▶ INSTRUCTIONS FOR THE TASK
Copy out everything from the line containing "Target: fur-trimmed hood" down to the end of the records, changing "ponytail" to "braid" and keeping the rest as it is.

▶ GIVEN RECORDS
********

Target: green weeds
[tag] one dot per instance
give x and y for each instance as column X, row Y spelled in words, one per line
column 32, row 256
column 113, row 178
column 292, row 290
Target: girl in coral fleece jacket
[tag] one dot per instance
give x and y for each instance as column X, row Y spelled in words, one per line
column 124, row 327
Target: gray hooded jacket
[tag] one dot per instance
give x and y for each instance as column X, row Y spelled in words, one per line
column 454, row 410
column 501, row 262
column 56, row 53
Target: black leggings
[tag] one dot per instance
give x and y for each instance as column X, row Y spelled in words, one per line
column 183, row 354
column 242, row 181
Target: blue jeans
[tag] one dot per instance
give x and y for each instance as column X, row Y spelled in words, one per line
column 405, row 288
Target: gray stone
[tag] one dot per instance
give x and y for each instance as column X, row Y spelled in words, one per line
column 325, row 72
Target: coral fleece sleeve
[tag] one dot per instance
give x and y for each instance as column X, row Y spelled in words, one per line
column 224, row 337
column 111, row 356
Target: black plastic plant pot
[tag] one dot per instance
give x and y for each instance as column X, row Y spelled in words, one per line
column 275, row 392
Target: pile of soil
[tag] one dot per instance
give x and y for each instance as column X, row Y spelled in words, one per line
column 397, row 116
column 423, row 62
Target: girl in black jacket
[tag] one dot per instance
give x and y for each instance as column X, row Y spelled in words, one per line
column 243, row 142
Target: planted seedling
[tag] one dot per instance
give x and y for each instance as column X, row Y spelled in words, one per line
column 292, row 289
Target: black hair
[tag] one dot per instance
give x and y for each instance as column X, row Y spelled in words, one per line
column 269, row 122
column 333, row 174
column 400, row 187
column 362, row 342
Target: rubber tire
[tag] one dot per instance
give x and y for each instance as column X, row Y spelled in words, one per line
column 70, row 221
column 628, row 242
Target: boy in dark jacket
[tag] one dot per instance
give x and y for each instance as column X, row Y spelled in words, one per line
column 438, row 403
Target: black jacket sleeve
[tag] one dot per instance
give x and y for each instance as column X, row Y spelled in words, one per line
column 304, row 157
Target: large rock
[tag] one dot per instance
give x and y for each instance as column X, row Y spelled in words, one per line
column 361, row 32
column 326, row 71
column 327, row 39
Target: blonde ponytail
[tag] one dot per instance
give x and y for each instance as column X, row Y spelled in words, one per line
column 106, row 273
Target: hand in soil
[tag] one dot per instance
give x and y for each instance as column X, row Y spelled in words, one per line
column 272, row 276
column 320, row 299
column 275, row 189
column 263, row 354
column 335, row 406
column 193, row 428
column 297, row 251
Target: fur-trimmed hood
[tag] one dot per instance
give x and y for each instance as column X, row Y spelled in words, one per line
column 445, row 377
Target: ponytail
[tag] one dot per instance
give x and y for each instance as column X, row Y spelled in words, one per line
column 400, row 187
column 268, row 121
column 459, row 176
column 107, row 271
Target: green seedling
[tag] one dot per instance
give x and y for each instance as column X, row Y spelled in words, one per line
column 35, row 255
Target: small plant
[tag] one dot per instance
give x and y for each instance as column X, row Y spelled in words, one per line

********

▶ SOLUTION TO THE EXERCISE
Target: fur-trimmed hood
[tag] one dot per instance
give x and y for each instance as column X, row Y spelled in words, one per line
column 445, row 377
Target: braid
[tag] one dot per instance
give x and y for each instance as column X, row Y spelled in words, one per line
column 400, row 187
column 268, row 121
column 459, row 176
column 107, row 271
Target: green seedling
[tag] one dot per instance
give x and y for each instance as column X, row Y spelled in words, one per line
column 35, row 255
Target: small plant
[tag] one dot per instance
give x and y for each instance as column X, row Y spelled in words, one per line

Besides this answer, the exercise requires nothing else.